▶ WORK TO COMPLETE:
Write out the lines starting at the one that holds "In the picture above, where can the grassy hill" and ending with the final line of the data, exactly and with no others.

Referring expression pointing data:
◆ ◆ ◆ ◆ ◆

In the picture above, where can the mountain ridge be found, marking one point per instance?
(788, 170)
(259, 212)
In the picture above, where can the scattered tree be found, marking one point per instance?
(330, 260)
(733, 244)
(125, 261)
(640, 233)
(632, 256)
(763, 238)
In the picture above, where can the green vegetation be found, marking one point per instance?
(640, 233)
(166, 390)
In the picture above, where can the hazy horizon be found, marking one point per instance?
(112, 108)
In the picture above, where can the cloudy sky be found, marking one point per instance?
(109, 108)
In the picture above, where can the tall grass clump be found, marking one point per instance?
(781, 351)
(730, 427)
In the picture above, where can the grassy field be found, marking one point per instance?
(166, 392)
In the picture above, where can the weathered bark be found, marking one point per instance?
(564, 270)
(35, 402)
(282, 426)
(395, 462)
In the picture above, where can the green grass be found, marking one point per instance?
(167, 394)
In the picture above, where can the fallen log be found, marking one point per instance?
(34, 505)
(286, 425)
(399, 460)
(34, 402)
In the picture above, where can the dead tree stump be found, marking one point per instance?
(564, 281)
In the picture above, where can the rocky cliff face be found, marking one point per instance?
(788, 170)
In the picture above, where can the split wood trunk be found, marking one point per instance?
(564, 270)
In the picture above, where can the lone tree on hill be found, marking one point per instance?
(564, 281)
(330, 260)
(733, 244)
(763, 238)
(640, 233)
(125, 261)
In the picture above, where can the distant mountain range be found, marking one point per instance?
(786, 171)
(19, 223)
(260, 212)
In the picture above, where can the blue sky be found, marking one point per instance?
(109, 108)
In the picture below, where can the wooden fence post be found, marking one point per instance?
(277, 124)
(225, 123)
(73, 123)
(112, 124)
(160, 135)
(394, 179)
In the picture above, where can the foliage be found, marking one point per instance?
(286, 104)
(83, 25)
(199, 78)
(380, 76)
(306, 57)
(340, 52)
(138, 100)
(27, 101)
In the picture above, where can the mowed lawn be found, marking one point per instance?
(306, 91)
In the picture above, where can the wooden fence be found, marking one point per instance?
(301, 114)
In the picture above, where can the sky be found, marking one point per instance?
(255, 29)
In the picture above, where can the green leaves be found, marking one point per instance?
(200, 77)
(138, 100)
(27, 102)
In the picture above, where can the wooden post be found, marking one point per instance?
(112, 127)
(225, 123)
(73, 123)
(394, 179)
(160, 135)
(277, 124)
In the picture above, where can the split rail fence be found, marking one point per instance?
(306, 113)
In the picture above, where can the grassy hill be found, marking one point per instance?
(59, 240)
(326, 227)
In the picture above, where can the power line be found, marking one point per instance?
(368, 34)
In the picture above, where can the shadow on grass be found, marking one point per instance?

◆ ◆ ◆ ◆ ◆

▶ RESPONSE AREA:
In the picture above, where can the grassy hill be found, marking one point per instance?
(59, 240)
(326, 227)
In the picture above, where can the power line be found, marking one point per instance?
(368, 34)
In the picture above, where can the shadow on grass be found, marking one point per instance?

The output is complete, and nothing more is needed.